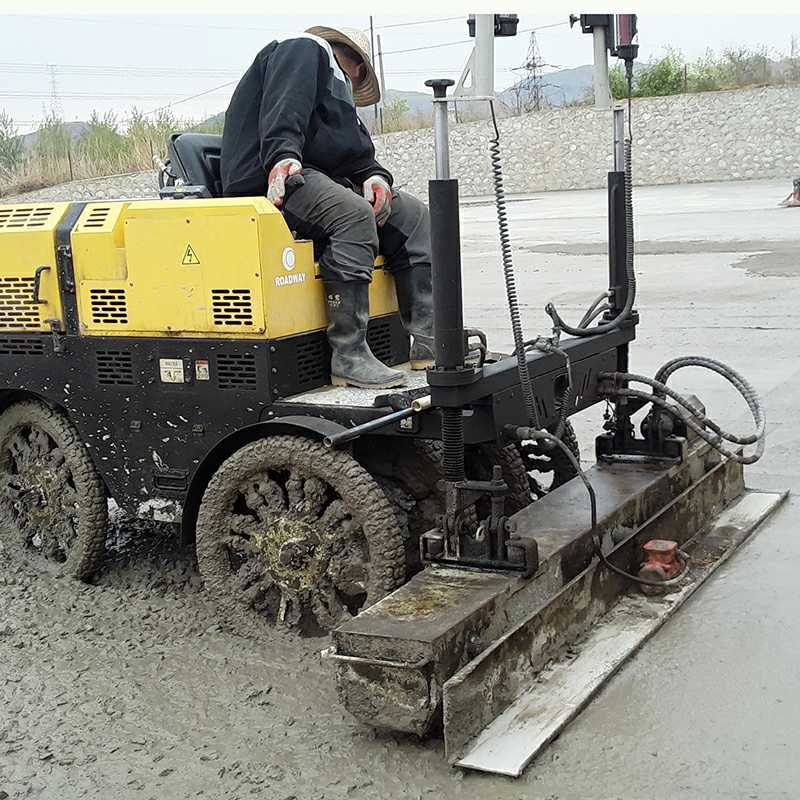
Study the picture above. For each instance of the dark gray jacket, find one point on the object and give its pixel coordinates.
(294, 100)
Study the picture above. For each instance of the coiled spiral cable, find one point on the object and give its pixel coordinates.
(510, 278)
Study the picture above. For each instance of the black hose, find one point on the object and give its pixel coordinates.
(510, 279)
(694, 417)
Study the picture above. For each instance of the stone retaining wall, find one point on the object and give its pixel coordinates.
(713, 136)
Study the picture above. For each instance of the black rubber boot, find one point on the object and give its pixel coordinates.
(352, 362)
(415, 299)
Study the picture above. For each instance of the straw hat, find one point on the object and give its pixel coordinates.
(369, 92)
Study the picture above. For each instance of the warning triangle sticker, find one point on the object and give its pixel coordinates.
(190, 257)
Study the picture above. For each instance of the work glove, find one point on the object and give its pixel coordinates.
(278, 175)
(378, 194)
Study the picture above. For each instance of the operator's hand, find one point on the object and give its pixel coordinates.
(378, 194)
(278, 175)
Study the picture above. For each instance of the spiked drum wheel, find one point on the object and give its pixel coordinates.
(52, 501)
(296, 534)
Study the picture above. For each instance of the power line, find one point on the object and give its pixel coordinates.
(105, 70)
(426, 47)
(183, 100)
(57, 94)
(40, 17)
(419, 22)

▶ Work instruction
Retype, exactly as written, each line from the one containing "Study the picture above. For each instance of the warning" through the last line of the listing above, and leave out all other lines.

▶ Result for this task
Study the picture above. For each instance of the warning triangle sticker, find one point on the object and give its pixel coordinates.
(190, 257)
Study the picture above. For each instance of the work glove, find one point on the object and give its pixel coordinates.
(278, 175)
(378, 194)
Study the picture above. For each instance of the operator's hand, find one point on the object and give its pixel coordinates.
(378, 194)
(278, 175)
Study the picture above. For each instance of the spiked drum wheel, find one point on the object and give its pixel coordinates.
(52, 501)
(296, 534)
Study the picture above. For each instance of the power line, find one point on the object and give its pixel coordinates.
(105, 70)
(426, 47)
(183, 100)
(57, 94)
(40, 17)
(419, 22)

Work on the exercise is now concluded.